Your objective »
Rewrite all of the items below as a numbered list with blank lines omitted, and leave the pictures out of your answer.

The input »
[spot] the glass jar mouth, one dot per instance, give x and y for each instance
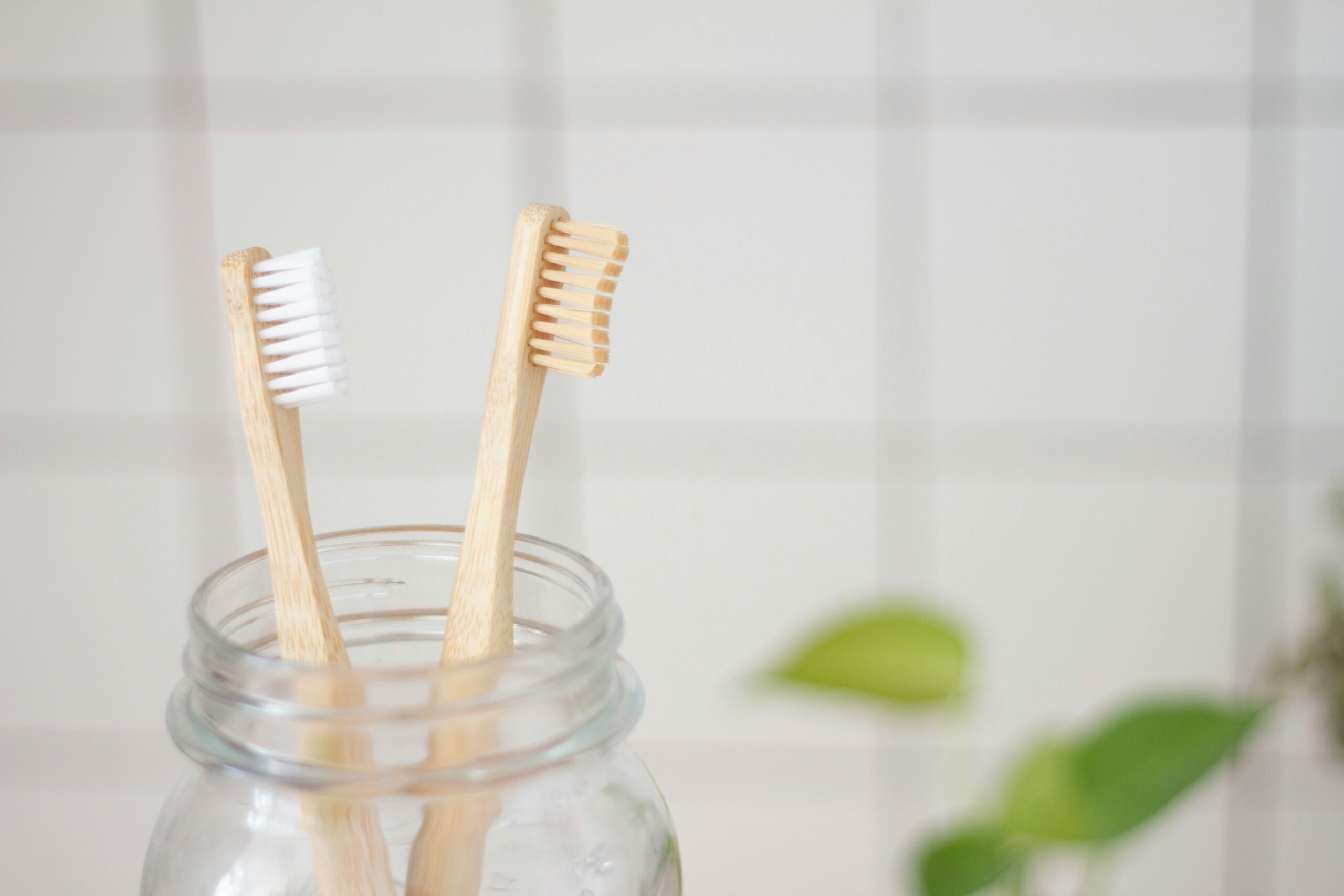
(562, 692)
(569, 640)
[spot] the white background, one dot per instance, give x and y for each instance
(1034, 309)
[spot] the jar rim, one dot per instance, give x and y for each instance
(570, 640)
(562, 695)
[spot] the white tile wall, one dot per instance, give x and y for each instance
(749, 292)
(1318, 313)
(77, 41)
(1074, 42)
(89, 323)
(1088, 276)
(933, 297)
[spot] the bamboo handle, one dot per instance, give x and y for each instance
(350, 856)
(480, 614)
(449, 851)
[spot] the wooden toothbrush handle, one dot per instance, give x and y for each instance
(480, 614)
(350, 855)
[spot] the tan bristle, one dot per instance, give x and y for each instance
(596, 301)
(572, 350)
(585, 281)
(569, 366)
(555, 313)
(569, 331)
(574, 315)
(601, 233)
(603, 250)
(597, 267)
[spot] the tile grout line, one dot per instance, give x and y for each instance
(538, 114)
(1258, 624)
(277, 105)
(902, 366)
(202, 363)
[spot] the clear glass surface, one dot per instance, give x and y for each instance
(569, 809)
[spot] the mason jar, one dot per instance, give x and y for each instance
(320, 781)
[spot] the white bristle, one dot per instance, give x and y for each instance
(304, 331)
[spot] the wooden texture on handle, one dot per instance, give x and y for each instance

Finished task »
1. [spot] the glass jar mouth, one dot per instance, give x and y for each instance
2. (562, 692)
3. (569, 640)
4. [spot] the white background, one dot per instance, give x and y for each instance
5. (1034, 309)
6. [spot] the jar rim, one dot per instance, give x and y for each instance
7. (570, 640)
8. (562, 695)
9. [spot] the white tile wall, one dot per instance, give x and y for each instance
10. (749, 292)
11. (1318, 313)
12. (77, 41)
13. (1074, 42)
14. (89, 323)
15. (1088, 276)
16. (933, 297)
17. [spot] the bamboo handle, one dot per instance, give x and y for each instance
18. (350, 856)
19. (480, 614)
20. (449, 851)
21. [spot] the wooden toothbrush handle, one dot per instance, give x and y for each instance
22. (480, 614)
23. (350, 855)
24. [spot] the tan bristle, one dot per instance, give x and y for each instance
25. (596, 301)
26. (572, 350)
27. (585, 281)
28. (569, 366)
29. (555, 313)
30. (569, 331)
31. (574, 315)
32. (601, 233)
33. (603, 250)
34. (597, 267)
35. [spot] the tile grout line, one dot per instance, give x and y for each instance
36. (538, 114)
37. (1258, 624)
38. (277, 105)
39. (902, 366)
40. (202, 363)
41. [spot] the clear glass surface, one dot per instance, give x and y for each instance
42. (569, 809)
43. [spot] the mason jar, one dot per instance, give x and y for each instance
44. (320, 781)
45. [spot] the white bristle, one dot per instance, give x and y for each instance
46. (304, 331)
47. [spot] the wooden texture on handle, one dot per instance, give x and y for each instance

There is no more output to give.